• _DIRECTIONS_: Copy the data character for character, from its first line through the line that contains "473L793 464L789 453L775", including both of those lines.

• _THE INPUT_:

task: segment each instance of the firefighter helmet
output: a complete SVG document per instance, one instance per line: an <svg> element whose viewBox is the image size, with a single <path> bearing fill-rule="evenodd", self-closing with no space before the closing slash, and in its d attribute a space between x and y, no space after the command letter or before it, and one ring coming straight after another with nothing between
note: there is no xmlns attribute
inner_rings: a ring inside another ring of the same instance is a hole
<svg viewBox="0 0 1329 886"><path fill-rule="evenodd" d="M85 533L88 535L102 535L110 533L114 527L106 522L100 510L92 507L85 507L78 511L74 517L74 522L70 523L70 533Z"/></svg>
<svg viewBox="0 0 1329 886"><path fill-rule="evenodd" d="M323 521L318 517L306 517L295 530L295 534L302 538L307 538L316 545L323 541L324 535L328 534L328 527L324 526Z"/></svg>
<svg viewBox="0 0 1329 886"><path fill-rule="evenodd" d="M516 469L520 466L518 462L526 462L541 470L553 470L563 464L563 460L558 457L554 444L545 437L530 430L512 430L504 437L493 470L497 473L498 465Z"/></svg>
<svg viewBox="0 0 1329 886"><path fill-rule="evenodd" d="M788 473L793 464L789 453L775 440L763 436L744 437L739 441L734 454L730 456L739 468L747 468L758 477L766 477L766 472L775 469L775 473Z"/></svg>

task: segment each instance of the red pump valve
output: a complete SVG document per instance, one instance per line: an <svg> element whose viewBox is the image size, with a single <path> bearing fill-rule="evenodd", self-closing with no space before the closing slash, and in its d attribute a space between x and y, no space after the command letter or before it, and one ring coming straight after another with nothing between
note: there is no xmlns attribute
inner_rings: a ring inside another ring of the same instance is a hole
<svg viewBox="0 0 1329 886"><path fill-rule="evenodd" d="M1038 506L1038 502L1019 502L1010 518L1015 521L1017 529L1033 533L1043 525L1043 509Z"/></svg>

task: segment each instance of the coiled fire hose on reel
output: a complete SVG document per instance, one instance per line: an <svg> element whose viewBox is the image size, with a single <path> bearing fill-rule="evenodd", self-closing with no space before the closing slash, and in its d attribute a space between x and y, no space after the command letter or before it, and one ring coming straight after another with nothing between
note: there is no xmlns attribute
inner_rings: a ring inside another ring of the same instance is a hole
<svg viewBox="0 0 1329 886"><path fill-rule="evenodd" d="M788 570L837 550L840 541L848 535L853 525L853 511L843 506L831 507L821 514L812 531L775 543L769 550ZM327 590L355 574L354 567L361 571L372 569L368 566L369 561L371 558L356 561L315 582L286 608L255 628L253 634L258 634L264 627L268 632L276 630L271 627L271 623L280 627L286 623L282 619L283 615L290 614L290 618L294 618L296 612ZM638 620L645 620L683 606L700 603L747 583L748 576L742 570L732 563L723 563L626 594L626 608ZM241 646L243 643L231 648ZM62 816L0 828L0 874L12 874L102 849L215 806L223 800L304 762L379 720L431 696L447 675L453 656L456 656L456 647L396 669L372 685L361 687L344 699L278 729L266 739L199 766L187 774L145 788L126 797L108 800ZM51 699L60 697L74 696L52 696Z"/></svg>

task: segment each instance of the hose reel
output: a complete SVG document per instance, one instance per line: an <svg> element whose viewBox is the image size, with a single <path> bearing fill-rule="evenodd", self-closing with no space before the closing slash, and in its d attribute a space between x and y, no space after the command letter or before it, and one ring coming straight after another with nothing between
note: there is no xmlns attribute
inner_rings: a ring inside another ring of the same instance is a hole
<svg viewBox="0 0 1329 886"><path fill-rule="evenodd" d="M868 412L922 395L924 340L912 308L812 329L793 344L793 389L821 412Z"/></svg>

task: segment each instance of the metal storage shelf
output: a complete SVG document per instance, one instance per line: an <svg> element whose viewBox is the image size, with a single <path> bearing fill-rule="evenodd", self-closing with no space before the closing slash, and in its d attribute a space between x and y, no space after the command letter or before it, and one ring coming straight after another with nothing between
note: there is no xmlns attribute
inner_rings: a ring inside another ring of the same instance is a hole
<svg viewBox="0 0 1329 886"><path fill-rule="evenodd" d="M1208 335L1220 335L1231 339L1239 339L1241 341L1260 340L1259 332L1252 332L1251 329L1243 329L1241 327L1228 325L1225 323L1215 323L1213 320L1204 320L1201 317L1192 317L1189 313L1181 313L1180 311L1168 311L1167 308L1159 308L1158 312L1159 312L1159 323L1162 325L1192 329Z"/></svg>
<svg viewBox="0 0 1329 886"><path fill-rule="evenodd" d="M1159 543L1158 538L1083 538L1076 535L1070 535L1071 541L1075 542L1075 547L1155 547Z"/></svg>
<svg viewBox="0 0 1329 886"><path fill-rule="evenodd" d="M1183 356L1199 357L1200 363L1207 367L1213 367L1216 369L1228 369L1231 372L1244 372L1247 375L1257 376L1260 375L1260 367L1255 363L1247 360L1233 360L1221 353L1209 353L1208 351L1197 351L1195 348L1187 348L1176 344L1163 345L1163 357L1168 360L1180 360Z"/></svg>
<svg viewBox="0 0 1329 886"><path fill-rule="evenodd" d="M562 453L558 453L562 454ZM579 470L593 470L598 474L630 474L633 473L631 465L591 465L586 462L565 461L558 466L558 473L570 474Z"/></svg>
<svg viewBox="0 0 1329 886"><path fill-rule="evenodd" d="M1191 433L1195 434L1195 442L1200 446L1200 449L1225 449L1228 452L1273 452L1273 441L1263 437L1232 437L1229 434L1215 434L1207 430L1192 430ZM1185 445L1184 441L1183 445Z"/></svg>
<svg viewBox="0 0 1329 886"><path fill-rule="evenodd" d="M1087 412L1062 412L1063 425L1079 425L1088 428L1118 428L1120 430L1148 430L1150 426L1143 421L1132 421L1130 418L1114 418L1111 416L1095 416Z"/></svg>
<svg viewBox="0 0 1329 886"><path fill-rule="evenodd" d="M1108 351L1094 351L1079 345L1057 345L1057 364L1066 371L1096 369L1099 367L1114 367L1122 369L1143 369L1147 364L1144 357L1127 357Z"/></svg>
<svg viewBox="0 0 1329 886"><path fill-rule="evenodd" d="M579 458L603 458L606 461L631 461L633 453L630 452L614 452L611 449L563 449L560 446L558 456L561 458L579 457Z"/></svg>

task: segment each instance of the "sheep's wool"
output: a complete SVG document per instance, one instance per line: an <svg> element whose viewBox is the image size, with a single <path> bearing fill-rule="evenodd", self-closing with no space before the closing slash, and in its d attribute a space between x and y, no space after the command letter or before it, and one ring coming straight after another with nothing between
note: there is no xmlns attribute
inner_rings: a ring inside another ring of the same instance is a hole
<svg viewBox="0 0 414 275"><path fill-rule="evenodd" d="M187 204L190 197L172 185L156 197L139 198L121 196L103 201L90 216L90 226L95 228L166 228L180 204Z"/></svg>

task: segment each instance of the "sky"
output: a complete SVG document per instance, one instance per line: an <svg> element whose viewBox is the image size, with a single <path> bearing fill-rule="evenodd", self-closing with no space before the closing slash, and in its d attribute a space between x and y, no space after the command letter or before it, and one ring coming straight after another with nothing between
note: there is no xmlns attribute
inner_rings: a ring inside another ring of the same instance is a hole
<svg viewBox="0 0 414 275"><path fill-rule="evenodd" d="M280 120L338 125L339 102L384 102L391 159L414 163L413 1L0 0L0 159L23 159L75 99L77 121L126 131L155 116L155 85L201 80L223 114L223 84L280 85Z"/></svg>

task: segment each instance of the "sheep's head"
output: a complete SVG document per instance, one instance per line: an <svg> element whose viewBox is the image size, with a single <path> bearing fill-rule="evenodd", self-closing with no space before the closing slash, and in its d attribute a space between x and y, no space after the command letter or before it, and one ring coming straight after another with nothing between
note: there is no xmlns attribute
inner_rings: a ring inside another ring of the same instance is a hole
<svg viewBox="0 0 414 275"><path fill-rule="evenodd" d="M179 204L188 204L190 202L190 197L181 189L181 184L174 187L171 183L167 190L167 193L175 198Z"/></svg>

• _EXPECTED ANSWER_:
task: segment each instance of the firefighter helmet
output: a complete SVG document per instance, one instance per line: an <svg> element whose viewBox is the image size, with a single <path> bearing fill-rule="evenodd", self-closing with no space before the closing slash, and in its d attribute a space between x and y, no space after the command letter or before it, and one ring coming straight after another with nothing between
note: there is no xmlns attribute
inner_rings: a ring inside another ring of the same instance is a hole
<svg viewBox="0 0 1329 886"><path fill-rule="evenodd" d="M85 533L88 535L102 535L110 533L114 527L106 522L100 510L92 507L85 507L78 511L74 517L74 522L70 523L70 533Z"/></svg>
<svg viewBox="0 0 1329 886"><path fill-rule="evenodd" d="M323 521L318 517L306 517L295 530L295 534L302 538L307 538L316 545L323 541L324 535L328 534L328 527L324 526Z"/></svg>
<svg viewBox="0 0 1329 886"><path fill-rule="evenodd" d="M516 469L520 466L518 462L526 462L541 470L553 470L563 464L563 460L558 457L554 444L545 437L530 430L512 430L504 437L493 470L497 473L498 465Z"/></svg>
<svg viewBox="0 0 1329 886"><path fill-rule="evenodd" d="M788 473L793 464L789 453L775 440L763 436L744 437L739 441L734 454L730 456L739 468L747 468L758 477L766 477L766 472L775 469L775 473Z"/></svg>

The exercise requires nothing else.